■ **TASK DETAILS**
Please write out only the lines running from the one with "Query: flag stripe" through the last line of the listing, each exactly as given.

### INFORMATION SUPPLIED ###

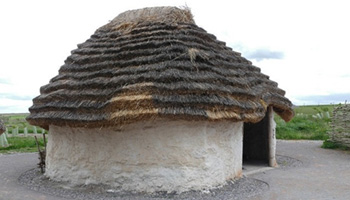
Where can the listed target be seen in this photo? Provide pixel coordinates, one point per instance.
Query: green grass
(305, 125)
(22, 144)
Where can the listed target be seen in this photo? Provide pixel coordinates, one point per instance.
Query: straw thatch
(155, 62)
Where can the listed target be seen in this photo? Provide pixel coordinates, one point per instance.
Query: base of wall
(147, 156)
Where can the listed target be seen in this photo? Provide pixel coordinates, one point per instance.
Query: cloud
(15, 97)
(261, 54)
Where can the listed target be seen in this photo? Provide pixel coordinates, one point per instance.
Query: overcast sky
(302, 45)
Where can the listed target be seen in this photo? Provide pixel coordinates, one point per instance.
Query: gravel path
(306, 172)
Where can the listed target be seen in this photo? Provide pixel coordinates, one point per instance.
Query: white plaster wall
(147, 156)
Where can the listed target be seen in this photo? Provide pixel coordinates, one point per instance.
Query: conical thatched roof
(155, 62)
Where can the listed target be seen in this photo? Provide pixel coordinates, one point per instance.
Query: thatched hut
(2, 127)
(152, 102)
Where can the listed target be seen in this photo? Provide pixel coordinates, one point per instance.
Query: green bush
(303, 126)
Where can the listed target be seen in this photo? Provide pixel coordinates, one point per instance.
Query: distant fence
(340, 133)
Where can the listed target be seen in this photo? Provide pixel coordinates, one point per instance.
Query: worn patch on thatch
(155, 62)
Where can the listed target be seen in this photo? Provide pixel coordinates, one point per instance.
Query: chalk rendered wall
(147, 156)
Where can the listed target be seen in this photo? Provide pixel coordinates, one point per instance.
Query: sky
(302, 45)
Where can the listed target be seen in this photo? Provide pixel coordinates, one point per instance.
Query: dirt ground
(315, 173)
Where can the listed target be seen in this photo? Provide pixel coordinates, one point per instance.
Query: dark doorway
(256, 142)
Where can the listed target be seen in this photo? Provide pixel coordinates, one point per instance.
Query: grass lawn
(309, 123)
(22, 144)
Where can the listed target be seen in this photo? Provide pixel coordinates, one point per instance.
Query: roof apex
(166, 14)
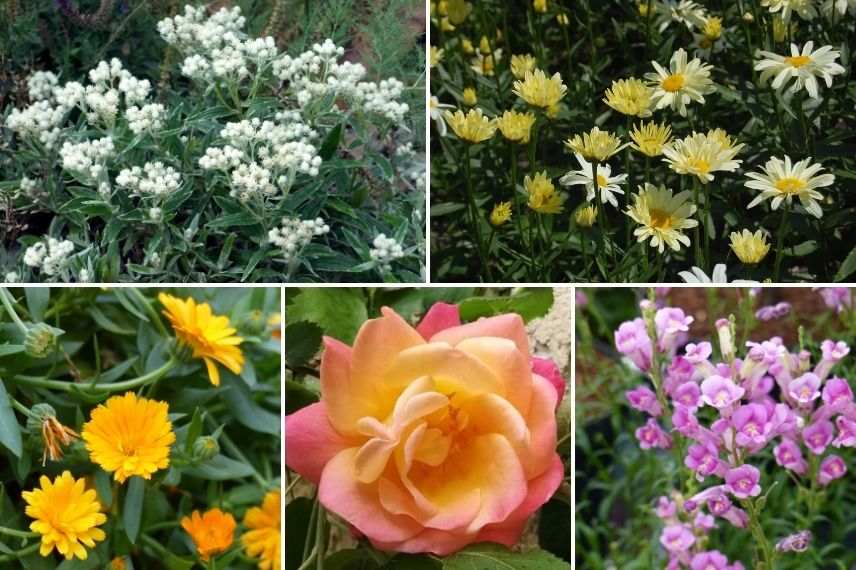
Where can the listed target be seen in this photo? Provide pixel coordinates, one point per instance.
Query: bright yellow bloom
(662, 217)
(540, 91)
(520, 64)
(500, 214)
(129, 436)
(470, 97)
(66, 515)
(436, 56)
(595, 145)
(650, 138)
(212, 532)
(262, 539)
(750, 248)
(630, 97)
(586, 216)
(210, 336)
(473, 127)
(543, 197)
(516, 126)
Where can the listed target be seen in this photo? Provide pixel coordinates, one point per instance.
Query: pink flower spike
(805, 389)
(742, 482)
(832, 468)
(720, 392)
(818, 436)
(644, 399)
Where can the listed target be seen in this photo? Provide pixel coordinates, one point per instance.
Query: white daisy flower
(683, 83)
(784, 180)
(803, 66)
(607, 183)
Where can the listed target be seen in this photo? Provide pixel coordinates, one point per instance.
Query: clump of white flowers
(295, 234)
(385, 251)
(49, 255)
(155, 179)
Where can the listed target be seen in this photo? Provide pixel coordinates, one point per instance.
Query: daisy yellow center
(674, 82)
(660, 219)
(798, 60)
(790, 185)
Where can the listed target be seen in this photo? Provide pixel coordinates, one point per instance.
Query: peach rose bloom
(429, 439)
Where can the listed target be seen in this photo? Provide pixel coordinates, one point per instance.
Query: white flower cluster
(148, 118)
(317, 72)
(50, 257)
(155, 179)
(87, 159)
(216, 46)
(385, 251)
(295, 234)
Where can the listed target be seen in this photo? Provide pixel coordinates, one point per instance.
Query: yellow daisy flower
(129, 436)
(67, 516)
(212, 532)
(264, 528)
(750, 248)
(543, 197)
(210, 336)
(473, 127)
(539, 90)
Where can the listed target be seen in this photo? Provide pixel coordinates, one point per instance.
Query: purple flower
(831, 468)
(742, 482)
(720, 392)
(752, 426)
(645, 400)
(631, 340)
(710, 560)
(651, 435)
(805, 389)
(677, 538)
(818, 436)
(846, 432)
(789, 455)
(687, 395)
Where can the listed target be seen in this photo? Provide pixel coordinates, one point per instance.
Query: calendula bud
(40, 340)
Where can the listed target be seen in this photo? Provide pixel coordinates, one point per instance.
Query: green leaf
(132, 510)
(10, 431)
(494, 557)
(302, 342)
(339, 312)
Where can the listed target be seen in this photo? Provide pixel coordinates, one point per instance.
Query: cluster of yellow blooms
(131, 436)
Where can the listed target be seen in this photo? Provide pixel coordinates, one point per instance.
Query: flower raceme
(429, 439)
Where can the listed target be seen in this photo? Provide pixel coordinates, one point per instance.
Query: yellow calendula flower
(520, 64)
(473, 127)
(586, 216)
(650, 138)
(470, 97)
(539, 90)
(436, 56)
(629, 97)
(263, 535)
(515, 126)
(595, 145)
(129, 436)
(210, 336)
(543, 197)
(500, 214)
(67, 516)
(750, 248)
(212, 532)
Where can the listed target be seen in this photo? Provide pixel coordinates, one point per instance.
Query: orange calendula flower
(129, 436)
(67, 516)
(212, 532)
(264, 526)
(210, 336)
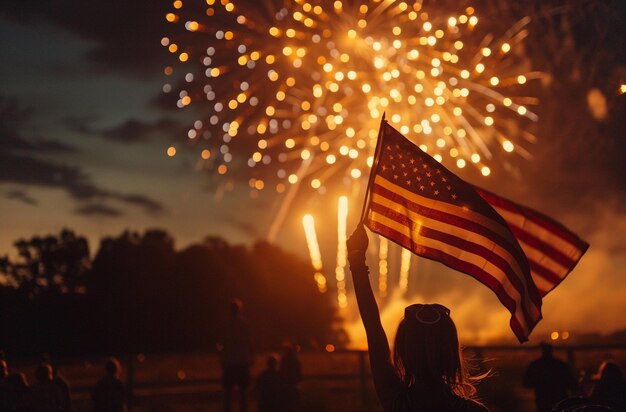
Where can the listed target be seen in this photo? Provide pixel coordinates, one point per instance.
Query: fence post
(363, 377)
(130, 379)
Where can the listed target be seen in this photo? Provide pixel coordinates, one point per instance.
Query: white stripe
(462, 212)
(454, 230)
(528, 225)
(496, 273)
(543, 285)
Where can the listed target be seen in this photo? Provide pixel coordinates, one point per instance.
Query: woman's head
(426, 349)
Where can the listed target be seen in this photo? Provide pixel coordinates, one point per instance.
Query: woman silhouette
(427, 372)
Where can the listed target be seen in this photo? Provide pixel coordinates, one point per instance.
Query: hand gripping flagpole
(374, 166)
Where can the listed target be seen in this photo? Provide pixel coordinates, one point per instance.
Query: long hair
(426, 351)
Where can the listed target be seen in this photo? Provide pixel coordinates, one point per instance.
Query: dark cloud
(23, 161)
(131, 131)
(96, 209)
(22, 197)
(31, 171)
(127, 33)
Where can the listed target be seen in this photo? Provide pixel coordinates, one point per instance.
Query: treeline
(139, 294)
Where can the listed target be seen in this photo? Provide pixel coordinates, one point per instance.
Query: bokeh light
(282, 85)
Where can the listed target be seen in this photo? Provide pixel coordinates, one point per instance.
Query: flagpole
(374, 166)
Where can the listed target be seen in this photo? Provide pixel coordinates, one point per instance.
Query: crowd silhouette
(424, 370)
(405, 379)
(50, 392)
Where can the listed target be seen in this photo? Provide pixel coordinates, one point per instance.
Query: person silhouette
(64, 388)
(45, 395)
(427, 372)
(550, 378)
(269, 388)
(17, 394)
(610, 389)
(290, 372)
(236, 356)
(109, 394)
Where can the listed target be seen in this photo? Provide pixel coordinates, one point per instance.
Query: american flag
(419, 204)
(552, 250)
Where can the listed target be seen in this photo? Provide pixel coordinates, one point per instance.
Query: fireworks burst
(294, 91)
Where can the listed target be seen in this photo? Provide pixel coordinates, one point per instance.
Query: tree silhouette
(50, 264)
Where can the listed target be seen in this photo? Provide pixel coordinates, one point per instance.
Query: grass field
(337, 381)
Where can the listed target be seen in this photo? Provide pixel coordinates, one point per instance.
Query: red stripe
(544, 272)
(543, 247)
(457, 264)
(542, 220)
(445, 217)
(463, 244)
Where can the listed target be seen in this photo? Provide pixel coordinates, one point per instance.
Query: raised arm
(386, 380)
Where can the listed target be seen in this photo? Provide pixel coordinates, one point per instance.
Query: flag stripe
(543, 272)
(486, 227)
(543, 285)
(547, 250)
(518, 325)
(532, 220)
(443, 211)
(460, 238)
(518, 253)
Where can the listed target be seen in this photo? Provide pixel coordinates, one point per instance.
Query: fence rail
(199, 373)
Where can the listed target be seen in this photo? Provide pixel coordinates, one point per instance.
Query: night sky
(84, 134)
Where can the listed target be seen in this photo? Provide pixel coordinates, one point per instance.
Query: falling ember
(383, 250)
(314, 250)
(340, 274)
(308, 82)
(405, 266)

###

■ **TASK ANSWER**
Query: flag stripe
(543, 272)
(486, 227)
(543, 285)
(547, 250)
(518, 325)
(532, 220)
(443, 211)
(460, 238)
(518, 253)
Where can the listed target be seen in this photo? Provide pixel coordinates, one point per instance.
Query: fence rail
(199, 373)
Where can the listed target be seen in this photo? Provide pixel coordinates, one point per instance.
Query: night sky
(84, 134)
Where can the listed target be seen in this photo? Provide pixel coordinates, one point per instance.
Query: falling ember
(383, 250)
(314, 250)
(340, 274)
(308, 82)
(405, 266)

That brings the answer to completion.